(Exercise directions) No record may be omitted; give all of them again exactly.

Stored items from a collection
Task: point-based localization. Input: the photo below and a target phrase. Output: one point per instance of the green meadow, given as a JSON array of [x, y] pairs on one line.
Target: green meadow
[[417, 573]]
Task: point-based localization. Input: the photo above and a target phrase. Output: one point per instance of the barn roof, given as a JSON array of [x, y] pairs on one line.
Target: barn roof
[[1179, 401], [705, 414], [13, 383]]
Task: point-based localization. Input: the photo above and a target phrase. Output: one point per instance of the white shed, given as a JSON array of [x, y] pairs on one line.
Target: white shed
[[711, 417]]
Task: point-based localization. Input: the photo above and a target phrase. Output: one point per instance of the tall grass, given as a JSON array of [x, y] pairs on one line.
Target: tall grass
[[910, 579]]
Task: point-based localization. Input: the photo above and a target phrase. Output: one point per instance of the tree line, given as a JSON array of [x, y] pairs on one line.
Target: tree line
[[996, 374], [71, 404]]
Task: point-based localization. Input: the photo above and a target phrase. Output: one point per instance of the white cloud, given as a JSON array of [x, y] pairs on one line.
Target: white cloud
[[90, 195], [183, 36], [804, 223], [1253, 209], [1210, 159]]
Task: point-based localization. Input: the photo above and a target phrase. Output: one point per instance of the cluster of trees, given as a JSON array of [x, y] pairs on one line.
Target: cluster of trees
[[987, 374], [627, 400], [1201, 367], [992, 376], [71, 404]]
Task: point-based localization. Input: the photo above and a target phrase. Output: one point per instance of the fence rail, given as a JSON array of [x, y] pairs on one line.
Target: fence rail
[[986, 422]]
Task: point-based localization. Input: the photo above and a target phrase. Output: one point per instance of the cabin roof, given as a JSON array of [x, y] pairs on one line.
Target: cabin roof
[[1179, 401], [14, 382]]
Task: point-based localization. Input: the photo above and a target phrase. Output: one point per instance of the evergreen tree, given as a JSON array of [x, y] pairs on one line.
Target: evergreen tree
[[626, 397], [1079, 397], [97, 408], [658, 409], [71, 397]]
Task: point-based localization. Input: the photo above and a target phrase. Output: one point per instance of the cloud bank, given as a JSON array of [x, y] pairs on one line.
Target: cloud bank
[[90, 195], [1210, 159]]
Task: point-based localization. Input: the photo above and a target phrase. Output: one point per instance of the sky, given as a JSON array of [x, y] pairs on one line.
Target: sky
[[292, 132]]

(Answer section)
Task: point-based localization. Input: the photo below and a target phrase. Output: one point per instance of the green meadow, given as a JSON array of [x, y] pairs on one line.
Target: green meadow
[[417, 573]]
Task: point-based localization. Input: the photo above and a target phrase. Output: one point per instance of the barn roof, given as a JSON array of [x, y] pairs on one line.
Target: barn roof
[[1179, 401], [705, 414], [13, 383]]
Task: point-based localization. Input: the photo above and a target phrase. Output: one point per instance of the white shed, given as a JSON array of [x, y] pairs on one line.
Target: white shed
[[711, 417]]
Task: point-based localization. Input: the photo above and a target phrase. Output: one point per instance of the tall grass, given as a JSON array of [x, y] pairs on one line.
Target: tall grass
[[910, 579]]
Task: point-based localization. Input: the photo above and a target phrase. Output: one point per instance of the tree line, given as a JSON array of [x, y] pairs on one line.
Target: tree line
[[996, 374], [71, 404]]
Task: point-based localization. Input: the photo above and a target phrase. Output: one point per instance of the white cloud, given as a JSON array of [x, y] pairs on one line.
Target: white cloud
[[90, 195], [183, 36], [804, 223], [1253, 209], [1210, 159]]
Task: point-based localization. Input: the photo above and a target phrase. Output: one point per instance of the cluster of trees, given as a JSON array of [x, y] pairs on one line.
Target: cluster of trees
[[987, 374], [627, 400], [1201, 367], [992, 376], [71, 404]]
Task: point-based localization. Input: the photo above and a target phrase. Output: one point per instance of the fence rail, given as a JSON array of [x, y] pairs on one line.
Target: fence rail
[[986, 422]]
Task: point-based localization. Input: the photo above and a target phrase. Output: one point per instance of the cabin roof, given as a JSON array of [x, y] pairs on one line.
Target: cabin roof
[[1179, 401], [14, 382]]
Task: point-based localization. Input: the photo above and a target phrase. Output: one point per instance of the evergreen tree, given as a JSON array of [x, y] pairs on one line.
Target: evergreen tree
[[626, 397], [1079, 397], [97, 408], [658, 409], [71, 397]]
Task: point-based localization. Input: the photo above and a target phrase. Output: one point per instance of the cloud bank, given as a JSON array of [x, y] pairs on one line.
Target: cloud bank
[[90, 195], [1210, 159]]
Task: point-based localization. Input: the photo above and a target phrase. Output: one point per instance of the sky, given as a JSON array of [x, y] pairs on one line.
Target: sky
[[292, 132]]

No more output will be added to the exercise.